■ **Exercise aim**
Please transcribe the data that follows without the pictures, keeping every word the same.

■ **Data supplied**
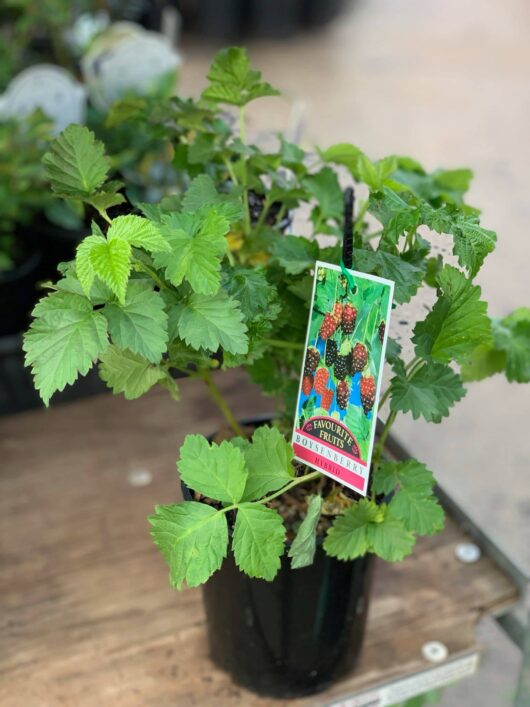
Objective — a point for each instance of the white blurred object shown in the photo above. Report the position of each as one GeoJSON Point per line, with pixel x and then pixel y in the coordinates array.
{"type": "Point", "coordinates": [127, 59]}
{"type": "Point", "coordinates": [85, 28]}
{"type": "Point", "coordinates": [52, 89]}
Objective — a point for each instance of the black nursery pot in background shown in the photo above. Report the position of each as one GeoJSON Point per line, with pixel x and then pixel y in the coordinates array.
{"type": "Point", "coordinates": [293, 636]}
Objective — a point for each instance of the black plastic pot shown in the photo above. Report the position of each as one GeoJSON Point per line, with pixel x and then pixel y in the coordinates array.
{"type": "Point", "coordinates": [293, 636]}
{"type": "Point", "coordinates": [18, 293]}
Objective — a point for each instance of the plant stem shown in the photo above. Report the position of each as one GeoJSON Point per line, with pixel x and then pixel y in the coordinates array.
{"type": "Point", "coordinates": [290, 485]}
{"type": "Point", "coordinates": [221, 403]}
{"type": "Point", "coordinates": [360, 216]}
{"type": "Point", "coordinates": [279, 344]}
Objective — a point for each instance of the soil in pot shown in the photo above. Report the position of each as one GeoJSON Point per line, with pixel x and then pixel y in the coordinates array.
{"type": "Point", "coordinates": [296, 635]}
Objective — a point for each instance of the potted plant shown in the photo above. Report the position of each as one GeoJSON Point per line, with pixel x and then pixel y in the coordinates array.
{"type": "Point", "coordinates": [207, 280]}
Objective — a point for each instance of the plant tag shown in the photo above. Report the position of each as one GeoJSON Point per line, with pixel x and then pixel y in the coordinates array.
{"type": "Point", "coordinates": [128, 60]}
{"type": "Point", "coordinates": [52, 89]}
{"type": "Point", "coordinates": [336, 409]}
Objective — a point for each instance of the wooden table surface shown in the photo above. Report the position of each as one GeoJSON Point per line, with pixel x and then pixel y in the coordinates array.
{"type": "Point", "coordinates": [87, 615]}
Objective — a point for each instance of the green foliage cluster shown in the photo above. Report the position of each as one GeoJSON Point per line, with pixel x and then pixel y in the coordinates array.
{"type": "Point", "coordinates": [207, 280]}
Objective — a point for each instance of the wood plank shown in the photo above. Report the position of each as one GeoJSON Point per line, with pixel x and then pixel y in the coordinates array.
{"type": "Point", "coordinates": [88, 617]}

■ **Written solution**
Objective — a point for each instance of the white blurred object shown in the photo above. Report the position of each as one GeoJSON Point per line, with pixel x and then pixel y in the coordinates array.
{"type": "Point", "coordinates": [127, 59]}
{"type": "Point", "coordinates": [85, 28]}
{"type": "Point", "coordinates": [52, 89]}
Objective — a point for each instance of the black nursery pot in background shown in the photo above. Report the position of each as one GeoJSON Point per line, with pixel x and then pixel y in the coordinates array.
{"type": "Point", "coordinates": [293, 636]}
Objective — a point for each instance of the black plastic pot shown in the photo above. Report the position of each as one GeoJSON Point per line, with pixel x and then pixel y in the coordinates array.
{"type": "Point", "coordinates": [293, 636]}
{"type": "Point", "coordinates": [18, 293]}
Objective — a point for each instance of the plant stem shown in the photo above. Report the position of each as one GeoJSON Point per line, with pixel x and then pixel y in the coordinates array.
{"type": "Point", "coordinates": [290, 485]}
{"type": "Point", "coordinates": [221, 403]}
{"type": "Point", "coordinates": [360, 216]}
{"type": "Point", "coordinates": [279, 344]}
Objective — a point for each instance of the soil in pot shown in the photo above. Report the position of each as one GeoJSON Point per line, with pixel x and then pixel y in the coordinates array.
{"type": "Point", "coordinates": [296, 635]}
Objective — a point for each instance of the potted plant shown in the photo above. Report the position of each as one GeoJSON Point per line, with pixel x and then pixel y in the coordinates array.
{"type": "Point", "coordinates": [207, 280]}
Objective — a point for each instance of the plant tag shown in the photo above. Report the position of each as one GeoJSON Point per line, with pixel x and then pixel y in the coordinates array.
{"type": "Point", "coordinates": [128, 60]}
{"type": "Point", "coordinates": [52, 89]}
{"type": "Point", "coordinates": [336, 409]}
Objective — a point for each instance of the wooden table surface shown in the photo above. Report the position of each as one GeoJSON Point per line, with pixel x and then pixel y in the coordinates array.
{"type": "Point", "coordinates": [87, 615]}
Objective — a point for each instance of the green foliage cluster shown in the photo above. Report the position of each as one GeoJSON Point per line, with pixel x and then pixel y in the coordinates array.
{"type": "Point", "coordinates": [207, 280]}
Objective — a point for each instance of the wood plank shown in the photo above. Report the position of each as one GeoJSON Point per line, with pixel x and then pixel y in the coordinates array.
{"type": "Point", "coordinates": [88, 617]}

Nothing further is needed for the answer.